**Tâche énoncée a**
Extrayez à l'identique les lignes des enregistrements en commençant à la ligne qui contient « point: birthday cake » et en terminant à la fin des enregistrements, bornes incluses.

**Texte de lecture**
....
La vraie vie, la vie enfin découverte et éclaircie, la seule vie par conséquent réellement vécue, c'est la littérature.



mardi 15 juillet 2025

À minuit, le premier convoi de chasseurs alpins partit de la gare d'Aoste pour la Russie.

 

Mario Rigoni Stern, Requiem pour un alpiniste, traduit de l'italien par Marie-Hélène Angelini, recueil édité en France par Les Belles Lettres.

Paru originellement en 2006 et complété en 2018.

Ce court volume rassemble des textes relatifs à la guerre, textes historiques, biographiques ou autobiographiques.
Tout commence par les récits rétrospectifs des combats de la Première guerre mondiale au cœur des Alpes et des Dolomites, quand la frontière a brutalement séparé ceux qui parlaient la même langue, mais dans deux pays différents. Des milliers d'hommes sont morts là, pour quelques mètres de caillou plus hauts que les autres. Il y a aussi le récit des vestiges que l'on trouve dans la montagne, des dizaines d'années après la fin des combats (os, pipes, fils barbelés, etc.). Ces textes complètent très bien le roman L'Année de la victoire.

Ces Dolomites sauvages n'avaient pas de fortifications, de lignes de tranchées, de barrages ; de part et d'autre, on s'efforça d'escalader les sommets les plus hauts – fussent-ils apparemment inaccessibles – afin d'avoir des points d'observation pour contrôler les mouvements de l'adversaire : c'était une guerre d'alpinistes en uniforme au service de l'empereur d'Autriche d'un côté, du roi d'Italie de l'autre.
....
(Entrées d'un jeu de données de pointage)

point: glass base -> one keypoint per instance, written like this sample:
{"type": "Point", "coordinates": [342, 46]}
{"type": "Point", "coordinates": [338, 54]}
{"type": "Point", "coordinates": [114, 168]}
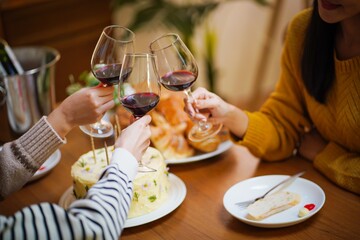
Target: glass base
{"type": "Point", "coordinates": [199, 133]}
{"type": "Point", "coordinates": [100, 129]}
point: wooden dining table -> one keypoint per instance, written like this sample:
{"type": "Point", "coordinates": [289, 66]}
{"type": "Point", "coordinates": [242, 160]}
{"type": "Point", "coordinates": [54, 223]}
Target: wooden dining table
{"type": "Point", "coordinates": [202, 214]}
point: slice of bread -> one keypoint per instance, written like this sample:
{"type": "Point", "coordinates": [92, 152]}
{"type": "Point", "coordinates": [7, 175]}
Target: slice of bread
{"type": "Point", "coordinates": [272, 204]}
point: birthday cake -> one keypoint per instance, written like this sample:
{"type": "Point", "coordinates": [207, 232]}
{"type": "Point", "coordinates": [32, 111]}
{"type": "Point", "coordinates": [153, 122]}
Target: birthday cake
{"type": "Point", "coordinates": [150, 189]}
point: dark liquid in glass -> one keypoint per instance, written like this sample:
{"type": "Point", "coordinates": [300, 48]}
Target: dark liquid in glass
....
**Tâche énoncée b**
Recopiez intégralement et à l'identique le texte ci-dessus sur Requiem pour un alpiniste.

**Réponse rédigée a**
point: birthday cake -> one keypoint per instance, written like this sample:
{"type": "Point", "coordinates": [207, 232]}
{"type": "Point", "coordinates": [32, 111]}
{"type": "Point", "coordinates": [153, 122]}
Target: birthday cake
{"type": "Point", "coordinates": [150, 189]}
point: dark liquid in glass -> one keypoint per instance, written like this sample:
{"type": "Point", "coordinates": [300, 48]}
Target: dark liquid in glass

**Réponse rédigée b**
La vraie vie, la vie enfin découverte et éclaircie, la seule vie par conséquent réellement vécue, c'est la littérature.



mardi 15 juillet 2025

À minuit, le premier convoi de chasseurs alpins partit de la gare d'Aoste pour la Russie.

 

Mario Rigoni Stern, Requiem pour un alpiniste, traduit de l'italien par Marie-Hélène Angelini, recueil édité en France par Les Belles Lettres.

Paru originellement en 2006 et complété en 2018.

Ce court volume rassemble des textes relatifs à la guerre, textes historiques, biographiques ou autobiographiques.
Tout commence par les récits rétrospectifs des combats de la Première guerre mondiale au cœur des Alpes et des Dolomites, quand la frontière a brutalement séparé ceux qui parlaient la même langue, mais dans deux pays différents. Des milliers d'hommes sont morts là, pour quelques mètres de caillou plus hauts que les autres. Il y a aussi le récit des vestiges que l'on trouve dans la montagne, des dizaines d'années après la fin des combats (os, pipes, fils barbelés, etc.). Ces textes complètent très bien le roman L'Année de la victoire.

Ces Dolomites sauvages n'avaient pas de fortifications, de lignes de tranchées, de barrages ; de part et d'autre, on s'efforça d'escalader les sommets les plus hauts – fussent-ils apparemment inaccessibles – afin d'avoir des points d'observation pour contrôler les mouvements de l'adversaire : c'était une guerre d'alpinistes en uniforme au service de l'empereur d'Autriche d'un côté, du roi d'Italie de l'autre.